ASSIGNED TASK: The answer must be the full data, restated word for word, with no pictures in it.

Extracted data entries
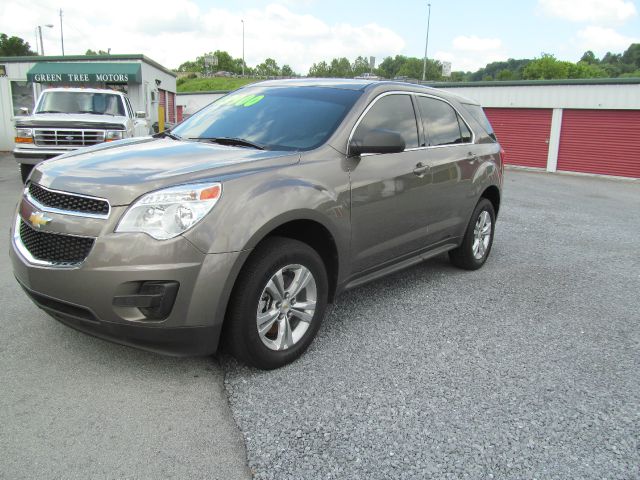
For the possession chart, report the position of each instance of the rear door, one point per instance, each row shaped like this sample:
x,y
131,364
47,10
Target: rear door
x,y
452,158
388,191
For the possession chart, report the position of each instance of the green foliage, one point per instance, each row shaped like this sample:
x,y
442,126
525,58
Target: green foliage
x,y
287,71
498,69
14,47
613,65
226,63
205,84
548,67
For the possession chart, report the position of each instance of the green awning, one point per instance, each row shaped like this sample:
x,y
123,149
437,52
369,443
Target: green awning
x,y
85,72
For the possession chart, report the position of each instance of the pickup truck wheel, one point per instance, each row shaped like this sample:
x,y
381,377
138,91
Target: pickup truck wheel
x,y
25,171
478,238
278,303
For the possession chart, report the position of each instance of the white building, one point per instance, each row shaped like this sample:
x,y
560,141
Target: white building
x,y
148,84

SOLUTION:
For the possession chart, report the position of each instance of the rear door, one point per instance, each row shaped like this sample:
x,y
131,364
47,10
Target: rear door
x,y
452,158
388,191
For the possession chart, report the position of each instance of the green foliage, one point per instance, each row shaped like this sample:
x,y
442,126
525,58
Target: green foliage
x,y
287,71
498,69
14,47
613,65
226,63
205,84
548,67
For the possession chart, report the position of each instance of the green awning, one point per instance, each row shaped like this sample:
x,y
123,149
437,52
369,443
Target: green awning
x,y
85,72
For the possession chart, report the position of each instance of the pickup truck wheel, one point per instance, each row shaped like this sample:
x,y
381,377
138,91
Target: pickup truck wheel
x,y
25,171
478,238
278,303
For the possession chart, report the position of each instance of the white building, one point per instance, each row shaped like this sample:
x,y
560,141
Target: white building
x,y
148,84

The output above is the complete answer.